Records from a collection
━━━━━━━━━━━━━━━━

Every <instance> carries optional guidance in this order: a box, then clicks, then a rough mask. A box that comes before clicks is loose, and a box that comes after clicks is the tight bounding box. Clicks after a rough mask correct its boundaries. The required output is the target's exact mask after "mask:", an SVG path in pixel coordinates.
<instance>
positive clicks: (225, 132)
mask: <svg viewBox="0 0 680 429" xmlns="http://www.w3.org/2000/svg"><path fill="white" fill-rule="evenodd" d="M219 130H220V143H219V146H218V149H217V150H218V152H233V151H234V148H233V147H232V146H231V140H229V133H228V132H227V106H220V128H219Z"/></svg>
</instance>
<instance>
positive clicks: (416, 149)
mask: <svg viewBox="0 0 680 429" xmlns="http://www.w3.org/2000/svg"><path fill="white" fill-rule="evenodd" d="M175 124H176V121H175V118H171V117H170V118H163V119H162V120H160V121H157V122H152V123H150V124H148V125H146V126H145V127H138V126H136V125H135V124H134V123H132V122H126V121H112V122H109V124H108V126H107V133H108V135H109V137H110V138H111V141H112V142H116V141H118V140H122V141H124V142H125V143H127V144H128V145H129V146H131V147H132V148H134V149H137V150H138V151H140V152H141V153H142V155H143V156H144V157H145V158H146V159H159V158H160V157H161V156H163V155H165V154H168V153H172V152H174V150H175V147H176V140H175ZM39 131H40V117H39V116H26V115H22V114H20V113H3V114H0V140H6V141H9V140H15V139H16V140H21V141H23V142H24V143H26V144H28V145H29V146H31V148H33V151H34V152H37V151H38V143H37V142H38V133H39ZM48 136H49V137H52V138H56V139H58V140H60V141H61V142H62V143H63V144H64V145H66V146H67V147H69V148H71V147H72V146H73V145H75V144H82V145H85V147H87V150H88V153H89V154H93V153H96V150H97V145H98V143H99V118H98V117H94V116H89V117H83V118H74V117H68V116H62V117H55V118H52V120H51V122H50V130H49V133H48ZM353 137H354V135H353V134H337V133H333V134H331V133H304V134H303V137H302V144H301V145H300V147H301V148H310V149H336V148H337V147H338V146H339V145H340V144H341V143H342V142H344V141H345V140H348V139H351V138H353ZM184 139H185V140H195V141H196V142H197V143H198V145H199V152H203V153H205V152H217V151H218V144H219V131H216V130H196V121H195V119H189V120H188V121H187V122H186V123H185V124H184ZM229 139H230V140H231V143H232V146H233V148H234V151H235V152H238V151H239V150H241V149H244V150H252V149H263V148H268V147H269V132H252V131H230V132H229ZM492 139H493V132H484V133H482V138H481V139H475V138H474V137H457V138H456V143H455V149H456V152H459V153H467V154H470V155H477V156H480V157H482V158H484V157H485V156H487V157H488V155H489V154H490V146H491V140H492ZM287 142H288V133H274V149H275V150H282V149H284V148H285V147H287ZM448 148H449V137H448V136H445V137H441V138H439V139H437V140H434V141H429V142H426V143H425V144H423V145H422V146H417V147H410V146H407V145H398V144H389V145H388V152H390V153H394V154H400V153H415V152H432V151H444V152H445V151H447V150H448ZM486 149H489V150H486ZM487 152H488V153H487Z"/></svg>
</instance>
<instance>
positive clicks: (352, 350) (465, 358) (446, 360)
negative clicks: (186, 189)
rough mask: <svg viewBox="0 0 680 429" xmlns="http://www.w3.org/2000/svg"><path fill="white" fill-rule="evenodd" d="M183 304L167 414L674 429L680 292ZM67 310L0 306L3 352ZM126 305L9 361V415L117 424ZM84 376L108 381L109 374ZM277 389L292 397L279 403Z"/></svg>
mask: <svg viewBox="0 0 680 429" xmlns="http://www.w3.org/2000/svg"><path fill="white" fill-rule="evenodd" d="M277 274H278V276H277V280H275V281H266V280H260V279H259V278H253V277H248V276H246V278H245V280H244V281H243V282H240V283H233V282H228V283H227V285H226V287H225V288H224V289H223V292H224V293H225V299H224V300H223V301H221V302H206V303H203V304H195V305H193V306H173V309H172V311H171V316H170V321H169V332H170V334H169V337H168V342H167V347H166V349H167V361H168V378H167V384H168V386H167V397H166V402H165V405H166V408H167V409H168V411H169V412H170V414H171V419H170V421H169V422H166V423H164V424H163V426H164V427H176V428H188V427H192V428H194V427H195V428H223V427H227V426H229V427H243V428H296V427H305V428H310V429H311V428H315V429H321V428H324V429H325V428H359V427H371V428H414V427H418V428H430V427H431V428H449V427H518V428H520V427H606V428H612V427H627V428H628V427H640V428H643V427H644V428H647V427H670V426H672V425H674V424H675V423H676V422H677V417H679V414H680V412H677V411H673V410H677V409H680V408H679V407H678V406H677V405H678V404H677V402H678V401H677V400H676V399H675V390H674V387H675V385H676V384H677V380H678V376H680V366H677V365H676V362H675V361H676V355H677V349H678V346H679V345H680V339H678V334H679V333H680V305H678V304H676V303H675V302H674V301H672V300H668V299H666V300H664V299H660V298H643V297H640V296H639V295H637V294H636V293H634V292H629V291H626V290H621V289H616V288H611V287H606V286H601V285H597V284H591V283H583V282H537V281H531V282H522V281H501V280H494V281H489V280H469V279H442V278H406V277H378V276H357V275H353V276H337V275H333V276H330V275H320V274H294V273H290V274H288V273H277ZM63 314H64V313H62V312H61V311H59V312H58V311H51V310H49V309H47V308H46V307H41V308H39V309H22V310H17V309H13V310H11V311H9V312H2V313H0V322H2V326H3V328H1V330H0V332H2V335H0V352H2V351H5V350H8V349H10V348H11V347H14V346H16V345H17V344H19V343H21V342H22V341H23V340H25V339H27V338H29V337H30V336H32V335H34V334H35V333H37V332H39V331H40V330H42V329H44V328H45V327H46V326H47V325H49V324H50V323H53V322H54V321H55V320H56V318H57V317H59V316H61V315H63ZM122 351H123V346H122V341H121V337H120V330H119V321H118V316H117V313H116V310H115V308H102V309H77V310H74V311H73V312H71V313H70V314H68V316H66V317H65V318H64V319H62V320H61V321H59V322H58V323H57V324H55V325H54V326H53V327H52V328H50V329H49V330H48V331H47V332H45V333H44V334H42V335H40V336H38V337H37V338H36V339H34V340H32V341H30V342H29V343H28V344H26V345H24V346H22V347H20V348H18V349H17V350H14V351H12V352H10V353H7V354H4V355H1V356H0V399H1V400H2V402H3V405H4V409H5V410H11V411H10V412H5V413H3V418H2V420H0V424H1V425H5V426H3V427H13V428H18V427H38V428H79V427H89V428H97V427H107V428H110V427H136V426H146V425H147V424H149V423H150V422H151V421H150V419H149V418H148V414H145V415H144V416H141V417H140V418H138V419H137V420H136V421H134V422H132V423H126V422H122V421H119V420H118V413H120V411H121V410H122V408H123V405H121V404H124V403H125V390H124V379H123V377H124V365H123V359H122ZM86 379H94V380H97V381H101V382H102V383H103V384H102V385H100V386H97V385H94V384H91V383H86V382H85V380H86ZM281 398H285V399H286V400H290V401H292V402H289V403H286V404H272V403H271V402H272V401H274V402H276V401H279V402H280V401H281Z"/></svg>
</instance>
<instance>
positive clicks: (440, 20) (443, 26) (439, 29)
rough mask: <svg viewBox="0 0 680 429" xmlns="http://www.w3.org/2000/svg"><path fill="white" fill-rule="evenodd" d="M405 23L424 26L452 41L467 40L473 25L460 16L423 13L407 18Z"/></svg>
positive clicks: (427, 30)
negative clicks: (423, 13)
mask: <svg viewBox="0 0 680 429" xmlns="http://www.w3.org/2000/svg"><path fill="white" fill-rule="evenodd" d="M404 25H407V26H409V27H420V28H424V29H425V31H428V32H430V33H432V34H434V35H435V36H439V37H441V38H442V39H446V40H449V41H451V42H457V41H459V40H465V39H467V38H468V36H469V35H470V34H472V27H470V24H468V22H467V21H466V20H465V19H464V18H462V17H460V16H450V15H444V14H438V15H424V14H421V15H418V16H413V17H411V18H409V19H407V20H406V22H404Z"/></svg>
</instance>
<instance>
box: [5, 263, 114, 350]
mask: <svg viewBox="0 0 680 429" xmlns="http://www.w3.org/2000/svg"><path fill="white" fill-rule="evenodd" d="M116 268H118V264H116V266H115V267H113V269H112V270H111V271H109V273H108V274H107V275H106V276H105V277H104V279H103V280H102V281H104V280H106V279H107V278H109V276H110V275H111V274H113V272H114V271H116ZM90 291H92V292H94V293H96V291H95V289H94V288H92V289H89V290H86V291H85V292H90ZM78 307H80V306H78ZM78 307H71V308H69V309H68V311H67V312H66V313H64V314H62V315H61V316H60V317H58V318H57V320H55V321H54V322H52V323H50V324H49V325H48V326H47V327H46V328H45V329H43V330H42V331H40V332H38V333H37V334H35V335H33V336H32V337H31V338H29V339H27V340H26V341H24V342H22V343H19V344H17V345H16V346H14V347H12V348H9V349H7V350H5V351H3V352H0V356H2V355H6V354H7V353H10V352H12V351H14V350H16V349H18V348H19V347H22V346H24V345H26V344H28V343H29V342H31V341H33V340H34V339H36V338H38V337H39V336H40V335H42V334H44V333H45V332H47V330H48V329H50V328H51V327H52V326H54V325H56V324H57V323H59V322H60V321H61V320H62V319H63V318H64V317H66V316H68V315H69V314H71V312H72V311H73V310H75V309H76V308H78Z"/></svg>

━━━━━━━━━━━━━━━━

Goal of the exercise: Output, from the data above, the lines from the line with "23L424 26L452 41L467" to the line with "positive clicks: (427, 30)" exactly as they stand, both ends included and nothing else.

Finished exercise:
rough mask: <svg viewBox="0 0 680 429" xmlns="http://www.w3.org/2000/svg"><path fill="white" fill-rule="evenodd" d="M405 23L424 26L452 41L467 40L473 25L460 16L423 13L407 18Z"/></svg>
positive clicks: (427, 30)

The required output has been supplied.